* BEGIN SELECTED TEXT *

Mind The Gap, with Kristina Libby

Erin Sarris

Should sales enablement managers be tasked with creating sales content? In this episode, Nick sits down with Erin Sarris, Sr. Content Strategist at PayPal, to understand why good content is so important for SE teams, and why good sales content may require dedicated resources

SUMMARY

Nearly every sales rep will tell you that they need quality sales content to succeed, but where does it come from? In this episode Nick sits down with Erin Sarris, Sr. Content Strategist at Paypal, to talk through ideas of sustainably creating content for the sales team, and how to develop an effective dialogue to make sure that sales enablement strategies are actually working for the sales team. Through their discussion, they cover:

  • Why actually sitting down and talking with the sales team uncovers some of the most valuable insights for sales enablement teams
  • Why dedicated content strategists are necessary for sales and sales enablement teams that rely on content to sell, and why it’s unfair to task sales enablement managers with content creation
  • How compelling ideas for sales content can come from very unlikely places, and where to go for inspiration when writing

PODCAST TRANSCRIPT

Nick: Welcome everybody to mind the gap, Enablix’s only podcast, seeking sales and marketing alignment. My name is Nick Lopez, and today I’m joined by Erin Sarris. Erin, how are you doing?

Erin: I’m doing well. Thank you for inviting me on the podcast with one of the best names I’ve ever heard for its target.

Nick: That needs to be our new subtitle, mind the gap, the podcast with one of the best names you’ve ever heard. The podcast with the best name Erin Sarris has ever heard. I really like that more. So Erin, I’m sure you’re a household name to most. People know you all over the world. But for those who don’t, can you tell us who you are and what you do?

Erin: I am a content strategist currently working at PayPal, but have a long history working for organizations large and small all over the sales funnel. So did a lot of B2B marketing brand types of stuff. I got my career started in journalism at a daily newspaper, and then kind’ve just weaved back and forth over the years, doing stents and product marketing, and now in revenue enablement, which has been new for me. That was a career pivot. 

Nick: So you’re in revenue enablement now, and you came from journalism. What made you pick revenue enablement?

Erin: Revenue enablement picked me I think. It’s really interesting because I feel like it’s relatively, as we’ve talked about new professions, and you find people from all over the place, you find people who have backgrounds and training or education also like sales ops.

So for me, the reason why it was an appealing pivot for me was an opportunity to get closer to the people actually selling things which had not historically been part of my roles. I was doing a whole lot of top of the funnel type of stuff. 

As somebody who focuses largely on content, that was something that I always paid attention to is brand building top of the funnel. I kind of felt like it was an opportunity to be more well-rounded and get closer to the people making the sales.

Nick: You mentioned, you’ve worked around sales either closely or not closely at a bunch of different organizations.

Can you talk through what it’s like to work in sales and revenue enablement or rev. ops., whatever that is, in a large organization versus a small one. Is there one you prefer? What’s it like?

Erin: I mean, this is a political answer, but there are benefits to both. If you’re pressing me, I would say it feels good when you’re working at an organization. It can be large or small, when you’re seeing the impacts of what you’re creating.

* END SELECTED TEXT *
* BEGIN PROVIDED RECORDS *

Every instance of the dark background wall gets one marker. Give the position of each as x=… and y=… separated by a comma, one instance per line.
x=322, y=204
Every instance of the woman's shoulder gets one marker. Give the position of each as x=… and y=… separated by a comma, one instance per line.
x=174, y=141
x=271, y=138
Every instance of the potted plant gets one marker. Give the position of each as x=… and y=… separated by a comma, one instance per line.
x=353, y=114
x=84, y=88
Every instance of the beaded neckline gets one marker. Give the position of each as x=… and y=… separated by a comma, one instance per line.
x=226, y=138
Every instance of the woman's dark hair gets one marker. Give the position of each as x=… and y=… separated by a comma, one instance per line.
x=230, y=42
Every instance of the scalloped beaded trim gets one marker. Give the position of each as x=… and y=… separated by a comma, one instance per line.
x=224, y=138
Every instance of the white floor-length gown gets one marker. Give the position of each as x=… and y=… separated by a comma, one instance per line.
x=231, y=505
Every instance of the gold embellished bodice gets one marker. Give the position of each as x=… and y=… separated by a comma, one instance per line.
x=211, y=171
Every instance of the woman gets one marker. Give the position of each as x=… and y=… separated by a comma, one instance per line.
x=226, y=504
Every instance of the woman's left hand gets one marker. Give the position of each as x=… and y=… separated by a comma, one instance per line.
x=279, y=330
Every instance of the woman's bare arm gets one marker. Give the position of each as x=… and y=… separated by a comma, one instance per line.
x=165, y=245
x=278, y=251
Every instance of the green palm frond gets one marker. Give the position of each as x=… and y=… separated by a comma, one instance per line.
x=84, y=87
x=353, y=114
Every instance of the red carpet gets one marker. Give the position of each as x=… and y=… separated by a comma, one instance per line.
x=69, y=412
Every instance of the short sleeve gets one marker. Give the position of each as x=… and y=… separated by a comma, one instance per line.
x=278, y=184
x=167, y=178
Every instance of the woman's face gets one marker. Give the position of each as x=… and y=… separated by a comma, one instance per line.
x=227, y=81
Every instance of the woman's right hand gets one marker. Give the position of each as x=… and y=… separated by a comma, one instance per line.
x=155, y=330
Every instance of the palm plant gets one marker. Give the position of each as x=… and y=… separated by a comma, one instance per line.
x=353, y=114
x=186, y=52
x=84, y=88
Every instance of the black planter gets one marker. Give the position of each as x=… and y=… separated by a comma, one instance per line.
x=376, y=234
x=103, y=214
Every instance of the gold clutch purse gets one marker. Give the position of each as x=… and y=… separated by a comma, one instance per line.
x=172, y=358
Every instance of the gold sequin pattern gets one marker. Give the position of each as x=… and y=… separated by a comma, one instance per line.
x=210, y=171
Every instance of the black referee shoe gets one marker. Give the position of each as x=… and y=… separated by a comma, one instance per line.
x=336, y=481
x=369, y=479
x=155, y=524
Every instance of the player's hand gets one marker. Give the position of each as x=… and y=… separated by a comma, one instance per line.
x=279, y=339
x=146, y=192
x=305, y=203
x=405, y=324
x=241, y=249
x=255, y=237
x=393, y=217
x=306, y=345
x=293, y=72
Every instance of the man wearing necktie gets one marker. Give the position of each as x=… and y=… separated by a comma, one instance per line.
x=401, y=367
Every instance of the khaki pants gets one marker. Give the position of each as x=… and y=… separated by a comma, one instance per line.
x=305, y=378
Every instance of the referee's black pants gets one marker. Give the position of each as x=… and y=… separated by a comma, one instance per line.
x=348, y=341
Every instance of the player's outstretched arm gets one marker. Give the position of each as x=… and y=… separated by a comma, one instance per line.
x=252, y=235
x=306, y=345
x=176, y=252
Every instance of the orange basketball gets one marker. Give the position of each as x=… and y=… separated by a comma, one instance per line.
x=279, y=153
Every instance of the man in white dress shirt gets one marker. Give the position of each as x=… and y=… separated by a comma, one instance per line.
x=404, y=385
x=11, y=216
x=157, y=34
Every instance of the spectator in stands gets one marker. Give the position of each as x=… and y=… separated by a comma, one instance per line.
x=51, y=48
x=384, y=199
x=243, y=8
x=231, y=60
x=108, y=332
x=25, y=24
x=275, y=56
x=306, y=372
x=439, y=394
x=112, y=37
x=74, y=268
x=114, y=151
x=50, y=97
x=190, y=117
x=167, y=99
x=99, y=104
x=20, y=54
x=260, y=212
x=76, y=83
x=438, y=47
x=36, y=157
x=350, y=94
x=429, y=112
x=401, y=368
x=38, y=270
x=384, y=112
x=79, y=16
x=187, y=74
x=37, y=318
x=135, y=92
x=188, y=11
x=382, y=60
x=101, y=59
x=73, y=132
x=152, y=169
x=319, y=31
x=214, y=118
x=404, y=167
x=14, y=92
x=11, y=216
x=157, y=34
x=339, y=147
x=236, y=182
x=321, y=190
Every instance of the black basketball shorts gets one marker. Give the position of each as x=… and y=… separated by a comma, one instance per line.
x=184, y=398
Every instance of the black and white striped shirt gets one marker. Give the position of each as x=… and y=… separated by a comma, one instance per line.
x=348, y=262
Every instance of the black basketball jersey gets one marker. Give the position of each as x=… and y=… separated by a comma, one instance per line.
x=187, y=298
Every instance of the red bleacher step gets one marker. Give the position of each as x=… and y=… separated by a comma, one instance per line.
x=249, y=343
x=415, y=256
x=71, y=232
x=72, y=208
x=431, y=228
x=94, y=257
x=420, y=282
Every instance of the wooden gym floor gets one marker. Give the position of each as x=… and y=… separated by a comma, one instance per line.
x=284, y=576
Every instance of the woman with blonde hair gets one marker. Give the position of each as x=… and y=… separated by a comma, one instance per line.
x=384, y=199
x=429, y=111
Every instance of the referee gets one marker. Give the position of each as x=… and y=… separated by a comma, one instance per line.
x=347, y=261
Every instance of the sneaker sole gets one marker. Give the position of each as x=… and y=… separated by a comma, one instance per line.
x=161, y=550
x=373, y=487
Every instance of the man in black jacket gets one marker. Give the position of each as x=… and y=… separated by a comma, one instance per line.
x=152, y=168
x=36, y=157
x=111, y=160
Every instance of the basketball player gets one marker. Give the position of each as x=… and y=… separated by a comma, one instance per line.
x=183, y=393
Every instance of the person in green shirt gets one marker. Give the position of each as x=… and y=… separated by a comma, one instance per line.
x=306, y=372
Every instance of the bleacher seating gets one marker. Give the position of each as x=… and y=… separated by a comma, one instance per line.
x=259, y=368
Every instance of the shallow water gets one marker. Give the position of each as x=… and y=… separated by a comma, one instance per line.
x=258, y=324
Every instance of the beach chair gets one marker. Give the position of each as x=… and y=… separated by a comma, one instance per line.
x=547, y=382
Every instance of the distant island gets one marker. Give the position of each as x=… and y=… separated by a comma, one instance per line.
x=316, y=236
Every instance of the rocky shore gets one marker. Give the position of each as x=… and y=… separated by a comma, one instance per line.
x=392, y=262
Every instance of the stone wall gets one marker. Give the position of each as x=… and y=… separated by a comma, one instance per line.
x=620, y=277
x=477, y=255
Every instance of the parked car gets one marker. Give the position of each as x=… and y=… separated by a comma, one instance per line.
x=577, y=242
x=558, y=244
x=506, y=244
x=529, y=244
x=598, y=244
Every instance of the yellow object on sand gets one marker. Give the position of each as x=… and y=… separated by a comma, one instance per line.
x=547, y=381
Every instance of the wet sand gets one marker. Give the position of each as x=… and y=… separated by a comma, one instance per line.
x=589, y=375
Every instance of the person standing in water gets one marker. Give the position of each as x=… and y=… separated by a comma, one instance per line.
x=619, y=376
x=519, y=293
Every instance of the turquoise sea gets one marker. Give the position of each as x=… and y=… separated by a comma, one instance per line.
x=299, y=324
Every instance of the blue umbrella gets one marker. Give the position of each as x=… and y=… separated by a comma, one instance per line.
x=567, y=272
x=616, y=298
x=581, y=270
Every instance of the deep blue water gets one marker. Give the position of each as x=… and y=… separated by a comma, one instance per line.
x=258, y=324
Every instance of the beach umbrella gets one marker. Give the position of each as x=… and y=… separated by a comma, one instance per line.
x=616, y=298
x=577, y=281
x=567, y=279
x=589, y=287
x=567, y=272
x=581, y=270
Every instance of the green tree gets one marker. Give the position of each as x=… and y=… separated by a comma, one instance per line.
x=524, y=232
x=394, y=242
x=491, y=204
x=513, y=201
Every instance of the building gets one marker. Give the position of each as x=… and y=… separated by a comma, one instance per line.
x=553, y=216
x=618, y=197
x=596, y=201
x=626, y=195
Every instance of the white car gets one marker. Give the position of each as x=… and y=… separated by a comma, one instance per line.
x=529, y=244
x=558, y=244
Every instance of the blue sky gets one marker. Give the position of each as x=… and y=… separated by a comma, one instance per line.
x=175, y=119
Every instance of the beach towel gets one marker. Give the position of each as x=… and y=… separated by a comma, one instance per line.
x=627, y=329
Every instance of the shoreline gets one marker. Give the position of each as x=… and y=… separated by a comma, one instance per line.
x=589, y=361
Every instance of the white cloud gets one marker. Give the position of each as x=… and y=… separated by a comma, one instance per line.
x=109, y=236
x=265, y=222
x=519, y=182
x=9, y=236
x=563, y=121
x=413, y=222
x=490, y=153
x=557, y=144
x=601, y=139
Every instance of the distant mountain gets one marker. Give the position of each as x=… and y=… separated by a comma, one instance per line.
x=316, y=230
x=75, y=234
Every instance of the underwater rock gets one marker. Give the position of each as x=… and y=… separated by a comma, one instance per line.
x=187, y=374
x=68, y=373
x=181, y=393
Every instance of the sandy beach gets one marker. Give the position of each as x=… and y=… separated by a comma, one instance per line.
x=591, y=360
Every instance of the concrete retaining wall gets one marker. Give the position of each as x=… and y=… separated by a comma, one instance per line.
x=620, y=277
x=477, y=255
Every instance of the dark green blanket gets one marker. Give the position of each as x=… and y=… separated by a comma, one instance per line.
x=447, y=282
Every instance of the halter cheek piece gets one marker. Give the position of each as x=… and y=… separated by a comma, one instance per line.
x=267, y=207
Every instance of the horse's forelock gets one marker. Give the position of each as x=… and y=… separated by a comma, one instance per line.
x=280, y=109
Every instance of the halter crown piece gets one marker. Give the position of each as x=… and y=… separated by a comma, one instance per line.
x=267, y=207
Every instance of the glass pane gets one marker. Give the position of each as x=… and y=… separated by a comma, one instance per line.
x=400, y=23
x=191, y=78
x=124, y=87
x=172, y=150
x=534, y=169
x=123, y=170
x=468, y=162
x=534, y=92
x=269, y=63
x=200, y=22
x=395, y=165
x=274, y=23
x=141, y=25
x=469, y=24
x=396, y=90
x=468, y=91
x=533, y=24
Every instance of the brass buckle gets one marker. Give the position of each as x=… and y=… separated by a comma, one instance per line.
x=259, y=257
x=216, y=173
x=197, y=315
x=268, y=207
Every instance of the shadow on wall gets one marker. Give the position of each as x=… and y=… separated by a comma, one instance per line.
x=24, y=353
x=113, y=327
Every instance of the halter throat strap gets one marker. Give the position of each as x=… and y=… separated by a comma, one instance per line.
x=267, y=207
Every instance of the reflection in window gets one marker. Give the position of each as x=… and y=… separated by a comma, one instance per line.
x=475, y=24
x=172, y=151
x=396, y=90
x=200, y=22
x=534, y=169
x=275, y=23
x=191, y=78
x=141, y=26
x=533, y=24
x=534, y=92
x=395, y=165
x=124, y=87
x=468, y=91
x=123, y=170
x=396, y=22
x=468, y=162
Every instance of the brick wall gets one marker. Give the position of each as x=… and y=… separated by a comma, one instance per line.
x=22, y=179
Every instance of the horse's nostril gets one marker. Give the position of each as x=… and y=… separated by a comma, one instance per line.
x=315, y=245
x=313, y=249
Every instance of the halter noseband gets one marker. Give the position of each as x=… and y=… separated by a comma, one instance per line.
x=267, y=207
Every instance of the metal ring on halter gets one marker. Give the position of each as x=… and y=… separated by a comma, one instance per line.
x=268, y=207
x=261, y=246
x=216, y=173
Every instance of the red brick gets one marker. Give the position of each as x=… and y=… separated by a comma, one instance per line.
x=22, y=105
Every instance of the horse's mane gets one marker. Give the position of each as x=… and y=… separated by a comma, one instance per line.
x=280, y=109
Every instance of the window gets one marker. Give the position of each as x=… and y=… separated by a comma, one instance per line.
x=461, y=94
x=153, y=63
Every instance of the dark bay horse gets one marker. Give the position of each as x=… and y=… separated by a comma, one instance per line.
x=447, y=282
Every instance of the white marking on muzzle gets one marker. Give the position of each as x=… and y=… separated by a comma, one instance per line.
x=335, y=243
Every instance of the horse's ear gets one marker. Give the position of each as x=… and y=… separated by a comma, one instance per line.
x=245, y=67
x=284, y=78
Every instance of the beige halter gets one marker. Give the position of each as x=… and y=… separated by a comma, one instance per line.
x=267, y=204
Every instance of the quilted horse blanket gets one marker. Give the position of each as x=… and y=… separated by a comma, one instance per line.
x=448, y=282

* END PROVIDED RECORDS *

TO BE DONE: Retype, word for word, the part of the Mind The Gap episode page that begins at the words "Nick: You mentioned, you’ve" and stops after "What’s it like?".

ANSWER IN FULL:
Nick: You mentioned, you’ve worked around sales either closely or not closely at a bunch of different organizations.

Can you talk through what it’s like to work in sales and revenue enablement or rev. ops., whatever that is, in a large organization versus a small one. Is there one you prefer? What’s it like?